Objective: All records below must be retyped exactly.

(Object location annotation data)
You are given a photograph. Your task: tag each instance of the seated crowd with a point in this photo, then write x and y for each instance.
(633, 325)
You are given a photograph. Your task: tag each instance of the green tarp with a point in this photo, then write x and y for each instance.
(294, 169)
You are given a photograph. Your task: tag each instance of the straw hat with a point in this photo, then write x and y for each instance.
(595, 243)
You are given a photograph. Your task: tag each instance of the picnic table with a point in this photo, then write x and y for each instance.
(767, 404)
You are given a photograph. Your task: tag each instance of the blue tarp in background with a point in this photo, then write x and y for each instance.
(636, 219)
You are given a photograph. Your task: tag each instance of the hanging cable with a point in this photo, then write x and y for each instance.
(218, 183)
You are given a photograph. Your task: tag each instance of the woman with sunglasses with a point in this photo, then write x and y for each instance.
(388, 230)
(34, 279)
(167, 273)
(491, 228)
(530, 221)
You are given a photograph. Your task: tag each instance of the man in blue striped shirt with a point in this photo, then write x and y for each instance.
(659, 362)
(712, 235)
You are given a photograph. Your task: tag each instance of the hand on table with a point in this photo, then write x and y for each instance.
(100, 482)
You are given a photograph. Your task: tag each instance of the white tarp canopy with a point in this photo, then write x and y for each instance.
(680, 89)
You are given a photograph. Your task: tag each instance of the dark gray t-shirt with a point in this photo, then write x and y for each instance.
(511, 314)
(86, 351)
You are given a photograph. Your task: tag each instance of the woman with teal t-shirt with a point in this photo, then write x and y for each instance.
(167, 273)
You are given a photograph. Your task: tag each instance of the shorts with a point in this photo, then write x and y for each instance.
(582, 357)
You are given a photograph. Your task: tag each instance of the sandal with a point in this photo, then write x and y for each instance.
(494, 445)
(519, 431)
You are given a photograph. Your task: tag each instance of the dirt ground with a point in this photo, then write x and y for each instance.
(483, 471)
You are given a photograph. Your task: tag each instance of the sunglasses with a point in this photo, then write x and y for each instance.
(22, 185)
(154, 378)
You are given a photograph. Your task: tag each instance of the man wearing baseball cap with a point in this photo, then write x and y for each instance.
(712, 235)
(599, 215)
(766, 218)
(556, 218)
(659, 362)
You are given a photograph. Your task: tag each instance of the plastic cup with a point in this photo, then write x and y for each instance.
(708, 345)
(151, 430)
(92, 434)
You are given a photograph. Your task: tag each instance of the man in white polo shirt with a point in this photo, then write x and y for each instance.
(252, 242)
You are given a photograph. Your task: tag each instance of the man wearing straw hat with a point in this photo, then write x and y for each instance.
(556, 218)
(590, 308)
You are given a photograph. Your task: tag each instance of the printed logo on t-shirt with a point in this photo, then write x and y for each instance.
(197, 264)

The solution:
You are given a photograph. Your task: tag each instance of the seated crowd with a point in this photo, then write x and y for each instance.
(633, 325)
You are given a photograph. Your task: tag each instance of the green tarp with a point in this photo, then write x and y for each instance.
(294, 169)
You are given a photograph. Your task: tag each instance of the straw hat with a point in this photo, then write x and y for each instance.
(595, 243)
You are given a photograph. Your task: tag each instance of the picnic table with a point in this photo, then write x and y for each instance.
(767, 404)
You are given a photograph. Your task: tag each instance of the blue tarp in background with a point in this photo, then write x and y for each instance.
(636, 219)
You are given a photograph. Your task: tag each instance of the hanging cable with a point in this photo, then write x and y for each instance.
(218, 183)
You are given a photograph. Your task: tag each instance of the woman with sunglasses with a point in this photo, then write x and y for each instance.
(388, 230)
(34, 279)
(167, 273)
(491, 228)
(530, 221)
You are given a photograph. Your task: tag each instance of the man in blue striped shirt with a point in this photo, then write x and y for each instance.
(659, 362)
(712, 235)
You are given a photograph. Your task: tag each instance of the hand on table with a point in this photo, then write x and y for each instance.
(100, 482)
You are given a photograph. Your task: tag each instance of the white tarp canopy with a point in this photo, then write x and y for each instance.
(680, 89)
You are given a photograph. Your task: tag each instance of the dark gray t-shirt with a point in this photo, then write x and y for each instance.
(511, 314)
(86, 351)
You are given a photograph. Your task: tag each instance of the woman with teal t-shirt with a point in this photo, then write x and y for each instance.
(167, 273)
You are given a photograph. Your task: tag each instance of the shorts with a point in this photo, then write x and y for each instance.
(582, 357)
You are given a photograph. Your task: tag each instance of the sandal with a point in this photo, then write x and y for each instance.
(494, 445)
(519, 431)
You are given a photograph. Your task: tag each instance of the dirt ground with a point in this photo, then write x and y for each instance.
(483, 471)
You are given a photograph. Your task: tag each instance of the sunglasses with a point in this photo, then write x and y for each instance.
(22, 185)
(154, 378)
You are given a photograph. Your task: tag each instance of the man wearing baseball cap with a point in this photo, then write x and y for each instance.
(712, 235)
(599, 215)
(766, 218)
(556, 218)
(659, 362)
You are given a photograph. Your task: tag each instance of the plastic cup with a point in this photo, then write x and y for each instance.
(708, 345)
(151, 430)
(92, 434)
You are given a photograph. Your task: tag each instance of the man in white polo shirt with a point in this photo, then write x and y for each instance.
(252, 242)
You are given a photograph. Your task: tag each instance of the man wearing straw hat with a point in this photo, then write x and y for each instance.
(556, 218)
(590, 308)
You are given a photograph. Your task: tag each instance of the printed logo on t-shirt with a point in this photo, then write x and y for each instance.
(197, 264)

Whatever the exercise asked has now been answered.